Available records
[Begin]

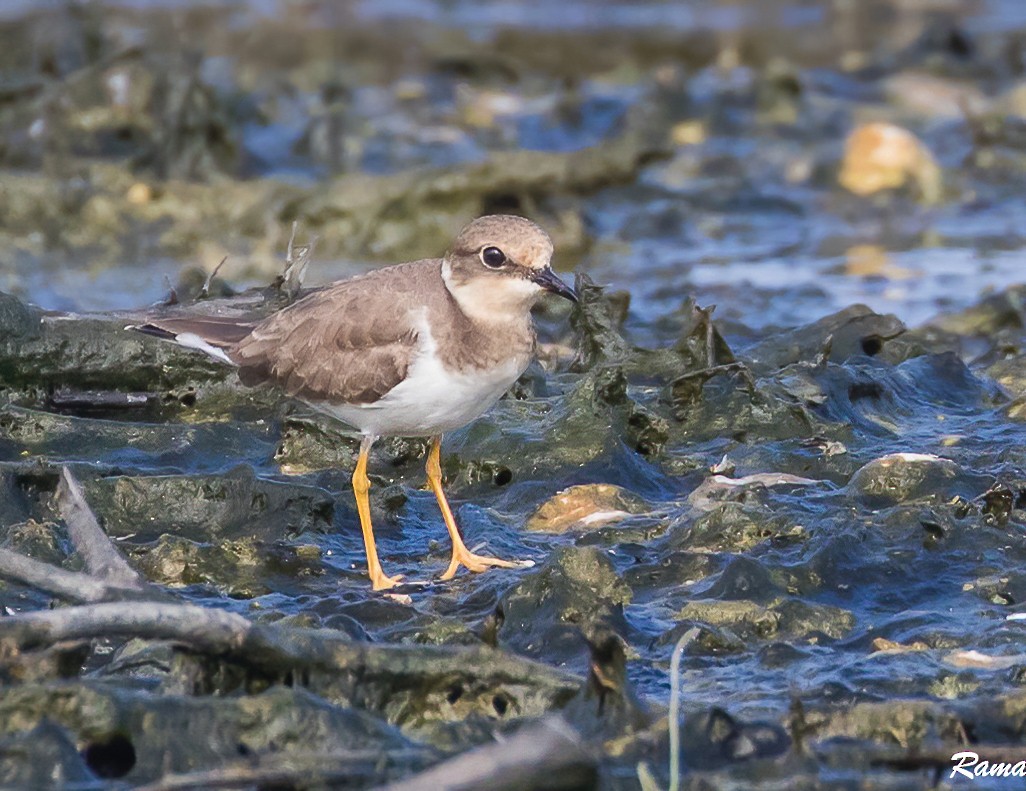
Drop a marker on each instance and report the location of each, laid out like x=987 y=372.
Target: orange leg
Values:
x=461 y=555
x=361 y=485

[End]

What the task asks
Please rewrite the data above, changing "orange leg" to "yellow leg" and keeping everything else the same. Omit the pictures from your answer.

Result for this task
Drop a marker on each instance and report the location of each, laid out like x=987 y=372.
Target: yellow leg
Values:
x=461 y=555
x=361 y=485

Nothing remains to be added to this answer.